Russell provided contemporary Quaker evidence of scenes of starvation during the Famine near Loughall, birthplace of the Orange Order. 

He explained that pits were dug in the Shankill Graveyard "for the reception of the bodies of strangers who had no claim to any of the ground." 

While the famine caused massive devastation in rural areas of the Republic of Ireland, particularly in the west and south, Belfast, and especially Shankill, experienced its impact indirectly but significantly, primarily through urban migration, poverty, and social transformation.

As starvation and eviction devastated rural communities, thousands fled to the cities in search of work, food, and shelter. Belfast saw a dramatic rise in population and the Shankill area was one of the neighborhoods that absorbed this influx. Many famine refugees arrived from Counties Antrim, Down, Armagh, and even as far as Connacht.

Center - Michael Caldwell, Chairman of SASH, Dr Robyn Atcheson of QUB and Anthony Russell, a member of the National Famine Commemoration Committee.

Center - Michael Caldwell, Chairman of SASH, Dr Robyn Atcheson of QUB and Anthony Russell, a member of the National Famine Commemoration Committee.

At the time of the famine, Belfast was booming economically, especially in textiles and shipbuilding. The Shankill area was closely associated with the linen industry. Many famine migrants, particularly women and children, found work in the linen mills around Shankill. The availability of labor helped fuel Belfast’s rise as the “Linen Capital of the World,” but it also led to exploitation and harsh working conditions. The influx of desperate workers helped keep wages low.

Though Belfast avoided widespread starvation, the wave of migration brought severe public health crises. Typhus, cholera, and dysentery spread rapidly in densely packed neighborhoods like Shankill. Poor housing, limited clean water, and overwhelmed charity systems created slum-like conditions. Deaths increased significantly in working-class areas during the peak famine years.

• **THINGS TO DO**
1/ Print everything in the famine text from "While the famine" down to "far as Connacht.".
2/ Proceed with the text on the Famine in Shankill, starting after its last sentence.
The data after this point is separate from the famine text.

• **SUPPLIED MATERIAL**

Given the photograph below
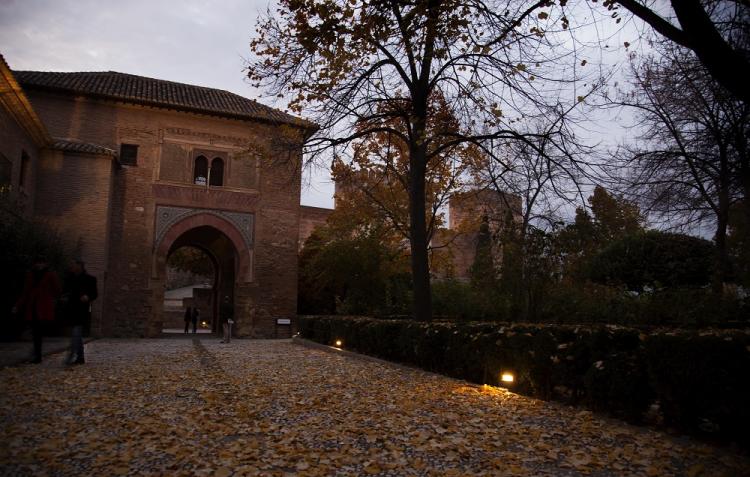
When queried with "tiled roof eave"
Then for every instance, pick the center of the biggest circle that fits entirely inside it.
(307, 126)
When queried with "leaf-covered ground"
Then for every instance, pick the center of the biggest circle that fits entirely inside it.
(197, 407)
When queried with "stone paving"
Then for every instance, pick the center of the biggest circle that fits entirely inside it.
(274, 408)
(17, 352)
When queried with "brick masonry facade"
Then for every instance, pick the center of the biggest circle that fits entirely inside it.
(109, 212)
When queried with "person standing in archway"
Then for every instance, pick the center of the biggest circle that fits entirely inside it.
(79, 292)
(188, 318)
(37, 302)
(195, 317)
(226, 314)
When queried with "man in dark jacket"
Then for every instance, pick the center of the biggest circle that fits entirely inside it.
(226, 316)
(188, 318)
(79, 292)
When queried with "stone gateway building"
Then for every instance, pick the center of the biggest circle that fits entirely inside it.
(129, 169)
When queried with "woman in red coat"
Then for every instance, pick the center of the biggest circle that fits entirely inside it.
(37, 302)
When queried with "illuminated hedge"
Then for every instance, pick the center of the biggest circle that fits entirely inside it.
(698, 379)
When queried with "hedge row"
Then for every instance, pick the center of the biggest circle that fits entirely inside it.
(698, 379)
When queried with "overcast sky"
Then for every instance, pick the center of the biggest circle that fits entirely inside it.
(200, 42)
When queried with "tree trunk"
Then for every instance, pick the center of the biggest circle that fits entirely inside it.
(420, 269)
(722, 258)
(722, 219)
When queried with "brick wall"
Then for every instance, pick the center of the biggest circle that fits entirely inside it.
(310, 219)
(74, 197)
(13, 142)
(268, 186)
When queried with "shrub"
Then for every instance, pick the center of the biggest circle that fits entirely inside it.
(698, 377)
(653, 259)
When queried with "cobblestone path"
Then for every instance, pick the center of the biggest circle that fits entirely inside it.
(197, 407)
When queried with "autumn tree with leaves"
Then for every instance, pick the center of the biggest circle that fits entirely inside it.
(363, 69)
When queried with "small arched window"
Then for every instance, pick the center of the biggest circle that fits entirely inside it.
(200, 171)
(217, 172)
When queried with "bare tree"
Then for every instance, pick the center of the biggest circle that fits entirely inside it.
(536, 184)
(359, 68)
(691, 163)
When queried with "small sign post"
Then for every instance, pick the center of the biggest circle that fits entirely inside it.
(285, 323)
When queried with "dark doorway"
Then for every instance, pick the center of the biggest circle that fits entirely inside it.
(209, 257)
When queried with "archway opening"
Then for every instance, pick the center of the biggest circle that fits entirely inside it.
(206, 257)
(189, 289)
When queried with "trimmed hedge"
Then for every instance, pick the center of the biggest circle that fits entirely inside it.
(699, 379)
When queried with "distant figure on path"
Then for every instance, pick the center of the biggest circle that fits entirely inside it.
(196, 315)
(37, 302)
(79, 292)
(188, 318)
(226, 314)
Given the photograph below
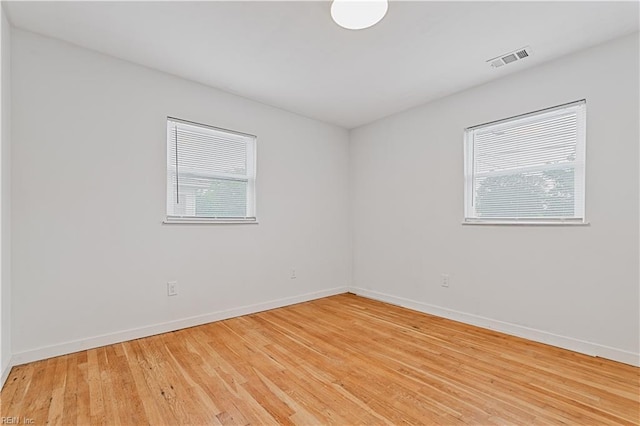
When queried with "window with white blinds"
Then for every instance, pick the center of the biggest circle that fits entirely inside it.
(527, 169)
(211, 174)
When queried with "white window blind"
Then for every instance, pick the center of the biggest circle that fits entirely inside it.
(211, 173)
(527, 169)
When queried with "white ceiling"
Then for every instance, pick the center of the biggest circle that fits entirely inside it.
(291, 54)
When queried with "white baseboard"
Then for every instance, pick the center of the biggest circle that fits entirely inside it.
(137, 333)
(5, 372)
(588, 348)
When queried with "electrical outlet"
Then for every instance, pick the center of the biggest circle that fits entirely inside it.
(444, 280)
(172, 288)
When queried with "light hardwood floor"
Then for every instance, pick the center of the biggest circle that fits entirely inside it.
(341, 360)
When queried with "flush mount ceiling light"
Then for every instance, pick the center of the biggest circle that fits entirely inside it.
(358, 14)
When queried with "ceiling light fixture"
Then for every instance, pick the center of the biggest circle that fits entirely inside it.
(358, 14)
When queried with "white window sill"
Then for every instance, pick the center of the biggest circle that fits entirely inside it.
(526, 223)
(203, 221)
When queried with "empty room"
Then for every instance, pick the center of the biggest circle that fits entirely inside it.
(320, 212)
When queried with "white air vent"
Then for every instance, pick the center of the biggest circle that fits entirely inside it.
(510, 57)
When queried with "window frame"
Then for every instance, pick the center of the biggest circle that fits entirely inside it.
(251, 183)
(469, 215)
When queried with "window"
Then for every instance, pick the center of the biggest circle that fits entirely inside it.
(527, 169)
(211, 174)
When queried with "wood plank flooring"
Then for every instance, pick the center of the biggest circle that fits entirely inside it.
(341, 360)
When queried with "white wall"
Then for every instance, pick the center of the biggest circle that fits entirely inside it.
(571, 286)
(5, 198)
(91, 256)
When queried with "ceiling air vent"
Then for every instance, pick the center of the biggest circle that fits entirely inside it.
(510, 57)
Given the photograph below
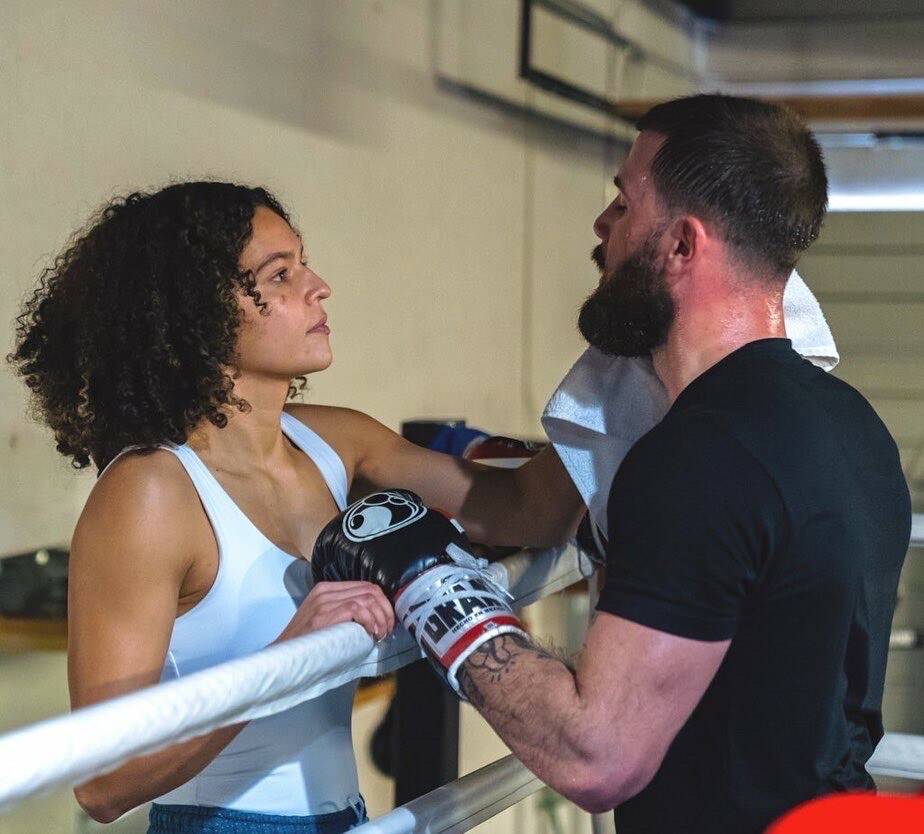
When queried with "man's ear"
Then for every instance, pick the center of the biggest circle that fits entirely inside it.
(686, 237)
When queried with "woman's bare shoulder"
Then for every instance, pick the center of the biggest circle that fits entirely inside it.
(352, 433)
(143, 502)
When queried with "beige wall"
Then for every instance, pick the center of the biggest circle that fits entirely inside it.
(455, 235)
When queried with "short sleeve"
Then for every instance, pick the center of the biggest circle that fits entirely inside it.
(693, 518)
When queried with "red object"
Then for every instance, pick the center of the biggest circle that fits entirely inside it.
(854, 813)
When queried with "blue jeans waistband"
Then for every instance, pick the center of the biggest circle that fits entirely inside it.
(203, 819)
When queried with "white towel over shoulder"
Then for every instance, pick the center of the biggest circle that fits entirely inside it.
(605, 404)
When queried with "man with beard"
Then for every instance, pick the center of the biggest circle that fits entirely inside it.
(756, 534)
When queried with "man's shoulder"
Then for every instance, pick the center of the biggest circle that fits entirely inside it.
(688, 445)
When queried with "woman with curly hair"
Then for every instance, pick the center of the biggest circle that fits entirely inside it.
(162, 347)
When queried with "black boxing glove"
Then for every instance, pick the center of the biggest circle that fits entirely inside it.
(419, 558)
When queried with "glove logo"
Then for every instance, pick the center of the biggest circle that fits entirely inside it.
(379, 514)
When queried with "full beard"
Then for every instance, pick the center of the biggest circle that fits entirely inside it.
(631, 312)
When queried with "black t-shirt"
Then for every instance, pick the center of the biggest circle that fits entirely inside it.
(769, 508)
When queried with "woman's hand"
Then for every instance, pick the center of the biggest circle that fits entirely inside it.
(329, 603)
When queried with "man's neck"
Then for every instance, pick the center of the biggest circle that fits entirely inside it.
(704, 336)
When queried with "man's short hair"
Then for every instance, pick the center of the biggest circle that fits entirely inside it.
(752, 168)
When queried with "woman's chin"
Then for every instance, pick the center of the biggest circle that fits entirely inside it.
(317, 363)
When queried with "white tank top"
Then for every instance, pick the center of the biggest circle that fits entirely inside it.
(298, 762)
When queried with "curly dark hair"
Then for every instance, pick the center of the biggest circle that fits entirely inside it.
(129, 337)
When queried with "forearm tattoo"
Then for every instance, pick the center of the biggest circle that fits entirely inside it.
(497, 659)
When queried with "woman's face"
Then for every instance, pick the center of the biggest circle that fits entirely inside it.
(291, 338)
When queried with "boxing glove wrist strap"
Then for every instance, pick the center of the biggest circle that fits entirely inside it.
(451, 609)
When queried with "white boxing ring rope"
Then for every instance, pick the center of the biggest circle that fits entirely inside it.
(73, 748)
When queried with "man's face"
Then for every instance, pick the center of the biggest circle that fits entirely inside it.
(631, 311)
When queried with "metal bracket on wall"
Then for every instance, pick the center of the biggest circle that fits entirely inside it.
(592, 22)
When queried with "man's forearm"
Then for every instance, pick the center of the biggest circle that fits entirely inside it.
(536, 505)
(530, 697)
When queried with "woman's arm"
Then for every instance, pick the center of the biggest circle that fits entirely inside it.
(536, 505)
(133, 548)
(140, 540)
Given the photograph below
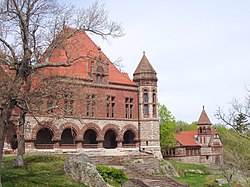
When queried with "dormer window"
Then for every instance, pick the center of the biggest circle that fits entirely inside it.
(100, 75)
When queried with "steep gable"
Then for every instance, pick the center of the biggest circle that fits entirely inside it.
(87, 53)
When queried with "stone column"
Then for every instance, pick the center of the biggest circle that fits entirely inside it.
(100, 143)
(119, 144)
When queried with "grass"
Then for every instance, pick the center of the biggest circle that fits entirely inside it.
(39, 171)
(194, 179)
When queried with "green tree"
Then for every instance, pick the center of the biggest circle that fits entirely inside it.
(238, 116)
(27, 29)
(236, 154)
(167, 128)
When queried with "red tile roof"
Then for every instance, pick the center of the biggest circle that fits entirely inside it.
(81, 45)
(186, 138)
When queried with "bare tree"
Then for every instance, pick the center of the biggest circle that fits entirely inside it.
(27, 29)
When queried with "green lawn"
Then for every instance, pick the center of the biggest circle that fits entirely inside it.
(39, 171)
(193, 179)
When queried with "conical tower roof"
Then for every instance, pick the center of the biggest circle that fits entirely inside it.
(144, 71)
(144, 66)
(204, 120)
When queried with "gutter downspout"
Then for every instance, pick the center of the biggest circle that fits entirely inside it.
(139, 122)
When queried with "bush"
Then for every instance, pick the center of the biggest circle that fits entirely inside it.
(111, 174)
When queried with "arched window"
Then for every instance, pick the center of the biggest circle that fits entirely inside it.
(44, 136)
(100, 75)
(129, 137)
(145, 96)
(154, 104)
(145, 104)
(110, 140)
(90, 137)
(68, 136)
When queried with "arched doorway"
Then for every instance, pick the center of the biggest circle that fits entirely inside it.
(110, 140)
(44, 138)
(90, 137)
(68, 136)
(128, 139)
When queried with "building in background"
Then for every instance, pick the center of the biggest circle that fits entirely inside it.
(202, 146)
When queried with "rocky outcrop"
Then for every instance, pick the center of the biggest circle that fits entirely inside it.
(83, 171)
(152, 166)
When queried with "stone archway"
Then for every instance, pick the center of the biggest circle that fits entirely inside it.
(110, 139)
(90, 137)
(129, 137)
(68, 136)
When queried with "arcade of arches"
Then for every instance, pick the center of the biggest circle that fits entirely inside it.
(110, 137)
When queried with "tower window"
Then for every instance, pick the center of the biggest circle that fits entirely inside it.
(145, 103)
(68, 104)
(128, 108)
(90, 106)
(145, 96)
(154, 104)
(110, 106)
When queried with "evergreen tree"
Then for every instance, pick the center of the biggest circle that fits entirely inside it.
(167, 128)
(241, 123)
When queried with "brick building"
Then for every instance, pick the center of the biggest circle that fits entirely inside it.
(202, 146)
(96, 109)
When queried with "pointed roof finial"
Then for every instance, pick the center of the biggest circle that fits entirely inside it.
(204, 120)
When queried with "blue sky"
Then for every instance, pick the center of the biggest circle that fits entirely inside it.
(199, 48)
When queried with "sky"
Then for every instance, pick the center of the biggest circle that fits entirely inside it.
(200, 49)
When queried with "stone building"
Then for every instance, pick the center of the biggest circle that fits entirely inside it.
(202, 146)
(97, 109)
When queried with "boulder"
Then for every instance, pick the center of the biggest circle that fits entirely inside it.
(83, 171)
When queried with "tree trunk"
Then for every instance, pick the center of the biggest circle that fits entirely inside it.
(19, 161)
(4, 120)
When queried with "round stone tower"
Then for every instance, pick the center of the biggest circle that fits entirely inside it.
(146, 80)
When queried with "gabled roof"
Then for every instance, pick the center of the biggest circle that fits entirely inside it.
(186, 138)
(78, 45)
(204, 120)
(144, 66)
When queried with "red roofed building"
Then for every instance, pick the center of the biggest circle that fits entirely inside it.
(202, 146)
(102, 110)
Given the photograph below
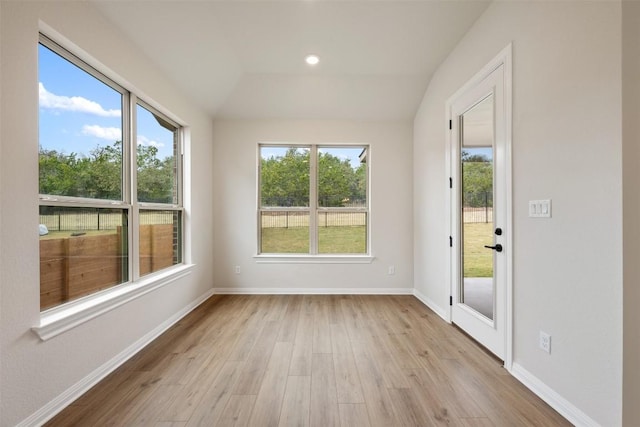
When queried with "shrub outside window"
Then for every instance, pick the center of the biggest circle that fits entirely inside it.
(109, 181)
(313, 199)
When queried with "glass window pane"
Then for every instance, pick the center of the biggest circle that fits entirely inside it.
(157, 148)
(284, 176)
(342, 232)
(82, 251)
(284, 232)
(342, 177)
(80, 127)
(160, 240)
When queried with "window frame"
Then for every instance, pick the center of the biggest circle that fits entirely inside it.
(314, 210)
(65, 316)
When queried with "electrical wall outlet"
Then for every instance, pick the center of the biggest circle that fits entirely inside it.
(545, 342)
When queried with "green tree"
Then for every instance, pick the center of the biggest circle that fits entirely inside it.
(285, 179)
(335, 181)
(99, 175)
(477, 180)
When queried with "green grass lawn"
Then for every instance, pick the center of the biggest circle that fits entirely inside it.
(331, 240)
(478, 260)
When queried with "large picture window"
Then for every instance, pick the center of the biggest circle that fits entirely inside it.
(110, 169)
(313, 199)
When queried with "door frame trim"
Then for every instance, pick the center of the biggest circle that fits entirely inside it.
(503, 58)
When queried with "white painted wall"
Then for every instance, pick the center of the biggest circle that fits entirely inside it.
(32, 373)
(566, 147)
(631, 235)
(235, 193)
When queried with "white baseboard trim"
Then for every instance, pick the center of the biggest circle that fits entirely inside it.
(432, 305)
(52, 408)
(552, 398)
(313, 291)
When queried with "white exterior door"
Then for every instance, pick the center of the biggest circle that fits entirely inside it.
(480, 206)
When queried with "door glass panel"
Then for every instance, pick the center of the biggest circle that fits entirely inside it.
(477, 229)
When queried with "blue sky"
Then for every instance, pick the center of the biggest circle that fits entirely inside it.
(79, 113)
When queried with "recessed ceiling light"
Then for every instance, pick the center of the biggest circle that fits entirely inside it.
(312, 59)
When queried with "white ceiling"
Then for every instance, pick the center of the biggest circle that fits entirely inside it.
(245, 59)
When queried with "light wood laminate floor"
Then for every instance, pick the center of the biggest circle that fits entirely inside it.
(312, 360)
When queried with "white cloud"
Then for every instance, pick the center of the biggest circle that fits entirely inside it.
(143, 140)
(112, 134)
(72, 103)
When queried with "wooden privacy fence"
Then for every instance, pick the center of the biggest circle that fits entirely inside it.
(72, 267)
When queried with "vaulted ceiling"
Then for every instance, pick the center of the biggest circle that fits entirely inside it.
(245, 59)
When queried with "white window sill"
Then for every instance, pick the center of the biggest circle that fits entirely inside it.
(58, 320)
(313, 259)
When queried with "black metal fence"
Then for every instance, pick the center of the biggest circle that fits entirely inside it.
(290, 219)
(89, 219)
(477, 207)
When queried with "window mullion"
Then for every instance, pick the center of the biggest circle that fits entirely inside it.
(313, 200)
(132, 187)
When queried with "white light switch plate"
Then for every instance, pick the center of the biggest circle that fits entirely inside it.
(540, 208)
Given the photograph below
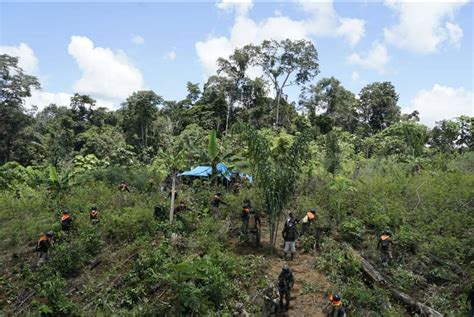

• **ANSWERS FOR THE EXERCISE**
1/
While the famine caused massive devastation in rural areas of the Republic of Ireland, particularly in the west and south, Belfast, and especially Shankill, experienced its impact indirectly but significantly, primarily through urban migration, poverty, and social transformation.

As starvation and eviction devastated rural communities, thousands fled to the cities in search of work, food, and shelter. Belfast saw a dramatic rise in population and the Shankill area was one of the neighborhoods that absorbed this influx. Many famine refugees arrived from Counties Antrim, Down, Armagh, and even as far as Connacht.

2/
At the Monday event, Russell paid tribute to the members of SASH and especially Evan Bingham from the SASH group, who doggedly confronted all obstacles, over seven years, to make the installation of the Great Famine a reality. 

Dr. Robyn Atcheson, a social historian and history communicator from Queen's University Belfast QUB, gave an informative, graphic and wonderfully detailed talk on Belfast in Black ’47. 

Atcheson described how Belfast struggled to find room for the dead, how coffins were piled up in pits until there were only a few inches of soil covering them; how the better off recorded their own generosity rather than the inadequacy of the civic and religious response to the suffering of the poor and how they too could not avoid typhus and cholera. 

Michael Blanch, the Chair of the Committee for the Commemoration of the Irish Famine Victims, unveiled the monument in the Shankill Graveyard. It is one of 50 paid for by the late Bill Fahy, a fireman from New York. The first was dedicated in Newry, by the late  Pete St. John (the author of "The Fields of Athenry"), as part of the 2015 National Famine Commemoration – the first, and to date, the only time the National Commemoration crossed the border.